INSTRUCTIONS FOR THE TASK: The records below must be written out exactly, with every picture left behind.

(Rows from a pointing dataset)
- - - - -
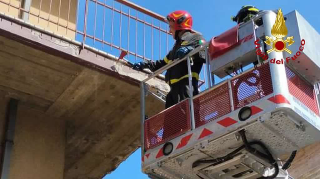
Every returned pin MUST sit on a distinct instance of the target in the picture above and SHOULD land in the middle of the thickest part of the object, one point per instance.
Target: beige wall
(48, 19)
(9, 10)
(39, 146)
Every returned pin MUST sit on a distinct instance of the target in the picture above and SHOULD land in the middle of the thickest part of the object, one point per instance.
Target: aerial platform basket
(239, 127)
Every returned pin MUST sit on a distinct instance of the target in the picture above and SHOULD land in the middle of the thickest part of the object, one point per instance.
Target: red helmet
(182, 20)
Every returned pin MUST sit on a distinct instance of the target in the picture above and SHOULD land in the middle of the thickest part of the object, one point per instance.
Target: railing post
(142, 110)
(191, 95)
(85, 25)
(231, 95)
(208, 68)
(26, 6)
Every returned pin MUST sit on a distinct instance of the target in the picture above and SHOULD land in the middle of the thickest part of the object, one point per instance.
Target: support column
(10, 130)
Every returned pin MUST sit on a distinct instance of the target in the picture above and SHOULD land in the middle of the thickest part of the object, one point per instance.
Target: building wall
(6, 7)
(58, 16)
(54, 17)
(39, 146)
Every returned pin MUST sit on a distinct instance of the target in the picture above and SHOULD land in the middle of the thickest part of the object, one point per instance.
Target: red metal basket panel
(251, 86)
(212, 105)
(166, 125)
(302, 90)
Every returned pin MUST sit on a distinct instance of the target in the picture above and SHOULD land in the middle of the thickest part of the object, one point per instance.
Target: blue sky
(211, 18)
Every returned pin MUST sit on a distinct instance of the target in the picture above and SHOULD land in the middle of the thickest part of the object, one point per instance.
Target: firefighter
(245, 14)
(180, 24)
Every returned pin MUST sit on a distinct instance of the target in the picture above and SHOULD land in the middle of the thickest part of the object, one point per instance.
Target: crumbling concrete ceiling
(102, 111)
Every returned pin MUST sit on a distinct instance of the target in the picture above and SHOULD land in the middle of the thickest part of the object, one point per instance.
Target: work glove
(139, 66)
(183, 51)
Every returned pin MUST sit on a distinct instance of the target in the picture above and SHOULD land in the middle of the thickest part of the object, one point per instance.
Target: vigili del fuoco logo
(277, 44)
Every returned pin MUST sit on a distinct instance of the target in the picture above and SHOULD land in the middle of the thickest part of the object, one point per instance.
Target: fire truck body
(273, 104)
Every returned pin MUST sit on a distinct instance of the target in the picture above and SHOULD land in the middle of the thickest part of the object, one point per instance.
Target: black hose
(268, 156)
(289, 161)
(256, 152)
(253, 150)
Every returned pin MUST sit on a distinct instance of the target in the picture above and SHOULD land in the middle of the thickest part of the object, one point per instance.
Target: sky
(210, 17)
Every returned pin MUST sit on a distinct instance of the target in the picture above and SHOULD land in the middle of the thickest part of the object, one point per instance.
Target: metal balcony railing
(115, 27)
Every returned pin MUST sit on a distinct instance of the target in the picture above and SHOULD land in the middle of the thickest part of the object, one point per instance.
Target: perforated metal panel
(302, 90)
(166, 125)
(212, 105)
(251, 86)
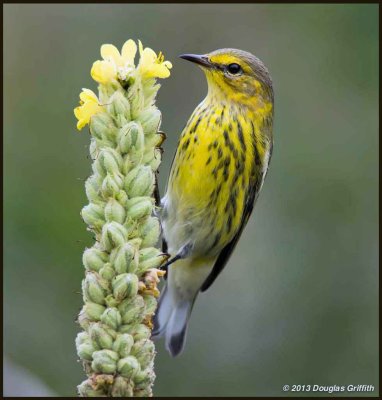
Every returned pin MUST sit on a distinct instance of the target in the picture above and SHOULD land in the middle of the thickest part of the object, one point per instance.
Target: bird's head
(236, 75)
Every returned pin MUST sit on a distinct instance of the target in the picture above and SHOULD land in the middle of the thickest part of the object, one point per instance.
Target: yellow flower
(103, 72)
(151, 65)
(114, 63)
(88, 107)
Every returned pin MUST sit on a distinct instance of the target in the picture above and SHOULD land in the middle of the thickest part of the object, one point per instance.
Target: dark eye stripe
(234, 69)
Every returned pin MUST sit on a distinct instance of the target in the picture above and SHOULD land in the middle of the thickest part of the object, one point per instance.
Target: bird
(216, 175)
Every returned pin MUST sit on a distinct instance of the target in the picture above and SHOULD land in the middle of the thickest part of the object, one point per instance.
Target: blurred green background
(298, 302)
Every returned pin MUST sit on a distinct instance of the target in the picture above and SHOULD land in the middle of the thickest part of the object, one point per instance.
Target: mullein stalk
(121, 268)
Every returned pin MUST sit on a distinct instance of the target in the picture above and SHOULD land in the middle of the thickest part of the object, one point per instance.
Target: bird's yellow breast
(220, 157)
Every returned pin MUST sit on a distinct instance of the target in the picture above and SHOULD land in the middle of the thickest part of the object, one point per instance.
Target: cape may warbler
(217, 173)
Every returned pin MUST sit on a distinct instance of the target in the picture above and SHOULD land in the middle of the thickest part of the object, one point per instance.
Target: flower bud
(105, 361)
(153, 140)
(93, 289)
(137, 136)
(111, 185)
(150, 120)
(92, 185)
(84, 346)
(144, 351)
(102, 126)
(93, 215)
(122, 387)
(125, 138)
(123, 344)
(132, 310)
(85, 351)
(144, 378)
(114, 211)
(85, 389)
(150, 257)
(100, 337)
(137, 331)
(108, 161)
(94, 259)
(149, 231)
(128, 367)
(151, 305)
(127, 164)
(93, 310)
(155, 162)
(119, 107)
(125, 285)
(107, 272)
(113, 235)
(139, 181)
(136, 98)
(112, 318)
(122, 258)
(139, 207)
(122, 198)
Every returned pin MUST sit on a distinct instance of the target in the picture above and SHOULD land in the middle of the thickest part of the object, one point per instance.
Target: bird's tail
(175, 304)
(171, 321)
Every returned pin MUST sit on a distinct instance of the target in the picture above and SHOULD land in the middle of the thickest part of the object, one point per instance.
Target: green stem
(119, 289)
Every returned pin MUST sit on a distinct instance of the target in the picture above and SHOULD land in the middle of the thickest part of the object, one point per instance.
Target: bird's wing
(225, 254)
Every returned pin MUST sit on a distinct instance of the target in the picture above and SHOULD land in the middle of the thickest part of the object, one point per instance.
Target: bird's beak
(197, 59)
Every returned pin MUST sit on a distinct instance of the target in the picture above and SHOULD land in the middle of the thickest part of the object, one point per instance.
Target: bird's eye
(234, 69)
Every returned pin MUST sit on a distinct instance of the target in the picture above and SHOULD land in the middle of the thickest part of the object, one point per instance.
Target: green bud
(93, 310)
(119, 106)
(113, 235)
(144, 378)
(137, 136)
(149, 231)
(139, 181)
(112, 318)
(93, 289)
(100, 337)
(128, 164)
(93, 215)
(144, 351)
(111, 301)
(143, 392)
(122, 198)
(137, 331)
(151, 305)
(114, 211)
(111, 185)
(155, 162)
(122, 387)
(84, 346)
(125, 139)
(125, 285)
(150, 257)
(107, 272)
(153, 140)
(85, 351)
(150, 120)
(132, 310)
(105, 361)
(102, 126)
(94, 259)
(108, 161)
(92, 185)
(122, 258)
(136, 98)
(123, 344)
(128, 367)
(139, 207)
(85, 389)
- - - - -
REPLY TO THE EXERCISE:
Every returned pin MUST sit on a distinct instance of the target in the picture above and SHOULD land in the middle of the thickest part of the object, one point per instance.
Target: beige wall
(48, 19)
(9, 10)
(39, 146)
Every returned pin MUST sit on a distinct instance of the target in the picture above and SHOULD land in the middle of the thickest part of the object, one point per instance.
Target: aerial platform basket
(239, 127)
Every returned pin MUST sit on a distinct instance of the target in the picture above and SHOULD land in the middle of the thickest part of the object, one point per instance.
Target: red helmet
(182, 20)
Every returned pin MUST sit on a distinct instance of the target in the picture above and SHOULD land in the middle of the thickest part of the object, one point per instance.
Target: railing post
(142, 110)
(191, 95)
(85, 25)
(231, 95)
(208, 68)
(26, 6)
Every returned pin MUST sit on a distinct instance of the target in the picture above and SHOULD land in the middle of the thickest part of the object, one point per instance.
Target: support column
(10, 130)
Every returned pin MUST sit on a distinct instance of the target in the picture above and SHOULD land in the middle of the thickest part of the object, one point per instance.
Target: building wall
(6, 7)
(58, 16)
(54, 17)
(39, 146)
Every returned pin MUST sit on a distinct instance of the target in the picture above and SHOULD land in the middle of the thickest part of the object, one point per instance.
Target: red metal basket panel
(251, 86)
(212, 105)
(166, 125)
(302, 90)
Every returned pin MUST sit on a distinct instance of the target in the picture above and SHOULD land in the middle of the thickest part of the object, one point per instance.
Target: blue sky
(211, 18)
Every returned pin MUST sit on a distinct instance of the target in the picture above and SHOULD land in the middle of the thickest part of the object, one point per instance.
Target: firefighter
(245, 14)
(180, 24)
Every returned pin MUST sit on a distinct instance of the target in the picture above and SHOULD land in the middle of the thickest part of the object, one point per instance.
Target: crumbling concrete ceiling
(102, 111)
Every returned pin MUST sit on a distinct instance of the target in the picture above and SHOULD land in the middle of the thickest part of the object, one point per instance.
Target: work glove
(139, 66)
(183, 51)
Every returned pin MUST sit on a distinct instance of the target in the picture above and SHOULD land in the middle of the thickest part of the object, one point per instance.
Target: vigili del fuoco logo
(277, 44)
Every returned pin MUST sit on a distinct instance of the target in the picture above and SHOULD land in the middle of the thickest part of the object, one point per instance.
Target: fire truck body
(273, 104)
Every returned pin MUST sit on a distinct instance of the target in the picture above and SHOULD land in the middle of the thickest part of the object, one point per instance.
Target: black hose
(268, 156)
(289, 161)
(256, 152)
(253, 150)
Every returned pin MUST sit on a distinct instance of the target in the picture above and SHOULD land in the middle of the thickest part of the object, one point per instance.
Target: sky
(210, 17)
Every returned pin MUST sit on a distinct instance of the target in the picture above and SHOULD land in the middle of the thickest part of the object, one point per instance.
Target: metal balcony railing
(115, 27)
Every returned pin MUST sit on a distinct instance of the target in the picture above and SHOULD land in the middle of the thickest part of the object, one point per instance.
Target: perforated metal panel
(302, 90)
(166, 125)
(212, 105)
(251, 86)
Every returned pin MUST sit on a distinct instance of the target in the picture above and SHOULD land in the middle of the thickest part of the object, one point per instance.
Target: bird's head
(236, 75)
Every returned pin MUST sit on a distinct instance of the target in the picture above and SHOULD land in the middle of the thickest part of the object, one point per instance.
Target: yellow flower
(103, 72)
(151, 65)
(114, 63)
(88, 107)
Every returned pin MUST sit on a distinct instance of the target in the picture above and SHOULD land in the middle of the thickest part of the object, one point per instance.
Target: dark eye stripe
(234, 69)
Every returned pin MUST sit on a distinct instance of the target in the picture above and SHOULD land in the middle of the thickest part of the object, one point per instance.
Target: bird
(216, 175)
Every returned pin MUST sit on a distinct instance of the target in the picture above and SHOULD land in the middle of the thickest part of the object, one point per instance.
Target: blurred green background
(298, 302)
Every returned pin MUST sit on a distinct instance of the target in the picture above and SHOULD land in the middle of the thickest part of the object, one point per instance.
Target: mullein stalk
(121, 268)
Every returned pin MUST sit on a distinct instance of the target in the picture above and SHOULD land in the middle of the thickest part of the object, one point per instance.
Target: bird's yellow breast
(220, 157)
Every returned pin MUST sit on a distinct instance of the target in the picture above and SHOULD land in the middle of the thickest part of the object, one point per instance.
Target: cape may warbler
(217, 173)
Every returned pin MUST sit on a distinct instance of the target in the picture above and SHOULD land in the middle of the thickest part of the object, one point per instance.
Target: flower bud
(105, 361)
(153, 140)
(93, 289)
(137, 136)
(111, 185)
(150, 120)
(92, 185)
(84, 346)
(144, 351)
(102, 126)
(93, 215)
(122, 387)
(125, 138)
(123, 344)
(132, 310)
(85, 351)
(144, 378)
(114, 211)
(85, 389)
(150, 257)
(100, 337)
(137, 331)
(108, 161)
(94, 259)
(149, 231)
(128, 367)
(151, 305)
(127, 164)
(93, 310)
(155, 162)
(119, 107)
(125, 285)
(107, 272)
(113, 235)
(139, 181)
(136, 98)
(112, 318)
(122, 258)
(139, 207)
(122, 198)
Every returned pin MUST sit on a distinct instance of the target in the picture above and SHOULD land in the middle of the thickest part of the object, one point per instance.
Target: bird's tail
(175, 304)
(171, 321)
Every returned pin MUST sit on a distinct instance of the target in the picture above and SHOULD land in the middle of the thickest part of the object, one point per instance.
Target: green stem
(119, 289)
Every returned pin MUST sit on a distinct instance of the target in the picture above and SHOULD land in the middle of the thickest part of the object, one point per instance.
Target: bird's wing
(225, 254)
Every returned pin MUST sit on a distinct instance of the target in the picture above and SHOULD land in the middle of the thickest part of the object, one point per instance.
Target: bird's beak
(197, 59)
Every returned pin MUST sit on a distinct instance of the target in the picture above and SHOULD land in the middle of the thickest part of the object, one point per instance.
Target: bird's eye
(234, 69)
Every returned pin MUST sit on a distinct instance of the target in the picture above and SHOULD land in the middle of the thickest part of the object, one point per instance.
Target: green bud
(93, 310)
(119, 106)
(113, 235)
(144, 378)
(137, 136)
(149, 231)
(139, 181)
(112, 318)
(93, 289)
(100, 337)
(128, 164)
(93, 215)
(144, 351)
(111, 301)
(143, 392)
(122, 198)
(137, 331)
(151, 305)
(114, 211)
(111, 185)
(155, 162)
(122, 387)
(84, 346)
(125, 139)
(125, 285)
(150, 257)
(107, 272)
(153, 140)
(85, 351)
(150, 120)
(132, 310)
(105, 361)
(102, 126)
(94, 259)
(108, 161)
(92, 185)
(122, 258)
(136, 98)
(123, 344)
(128, 367)
(139, 207)
(85, 389)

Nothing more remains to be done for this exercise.